**文本段落**
+-------+
Explanation: In the canonical path, multiple consecutive slashes are replaced by a single one.

Example 4:

1 2	Input: path = "/a/./b/../../c/" Output: "/c"

Constraints:

1 <= path.length <= 3000
path consists of English letters, digits, period '.', slash '/' or '_'.
path is a valid absolute Unix path.

Analysis

这是一道字符串处理的题目，给出一个路径，要求对其进行简化。这类题目其实没有特别好的算法去解决，主要是把握好规律，选择合适的数据结构。我们先来看有哪几种情况：

重复的/需要简化为1个，同时我们需要用/去切分字符串；
遇到..时，需要把前面一个路径给去除掉，因为返回了上一级；
遇到.时不做处理，因为是当前目录

所以我们的处理思路就是把原字符串用/进行切割，对切割后的每一块进行处理，最后再把处理后的结果拼接起来即可。

Solution

这里我选用了vector，实际上选用stack也是一样的，因为只会在末尾进行操作。但是vector的好处是最后拼接结果的时候比较方便。
+-------+
**资料摘录**

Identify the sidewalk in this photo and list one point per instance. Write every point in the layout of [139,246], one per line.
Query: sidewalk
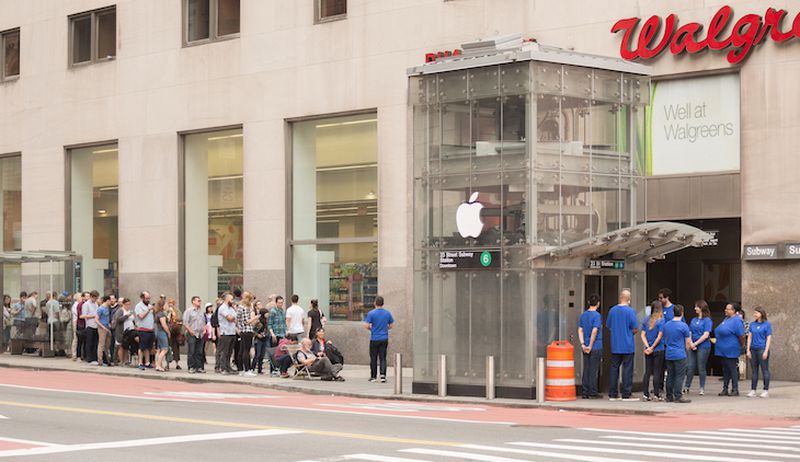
+-------+
**任务说明 A**
请把上面文本段落里以“这是一道字符串处理的题目”开头的那一段改写得更简短，主要事实都要保留。
**任务说明 B**
请续写上面这篇讲路径简化的文本段落，从最后一句之后接着写。

**正确答案 A**
这是一道字符串处理题：给定一个路径，要求把它简化。这类题没有特别好的算法，关键是把握规律，选好数据结构。先来看有哪几种情况：

**正确答案 B**
Code

class Solution {
public:
    string simplifyPath(string path) {
        vector<string> v;
        int i = 0;
        int size = path.size();
        while (i < size) {
            while (path[i] == '/' && i < size) {
                i++;
            }
            if (i == size) {
                break;
            }
            int begin = i;
            while (path[i] != '/' && i < size) {
                i++;
            }
            int end = i - 1;
            string present = path.substr(begin, end - begin + 1);
            if (present == "..") {
                if (!v.empty()) {
                    v.pop_back();
                }
            }
            else if (present != ".") {
                v.push_back(present);
            }
        }
        if (v.empty()) {
            return "/";
        }
        string result = "";
        for (int i = 0; i < v.size(); i++) {
            result += '/' + v[i];
        }
        return result;
    }
};

Summary

这道题目是字符串类型中比较复杂的处理题目，包含的情况比较多，但是在算法层面上看是比较简单的。这道题目的分享到这里，谢谢您的支持！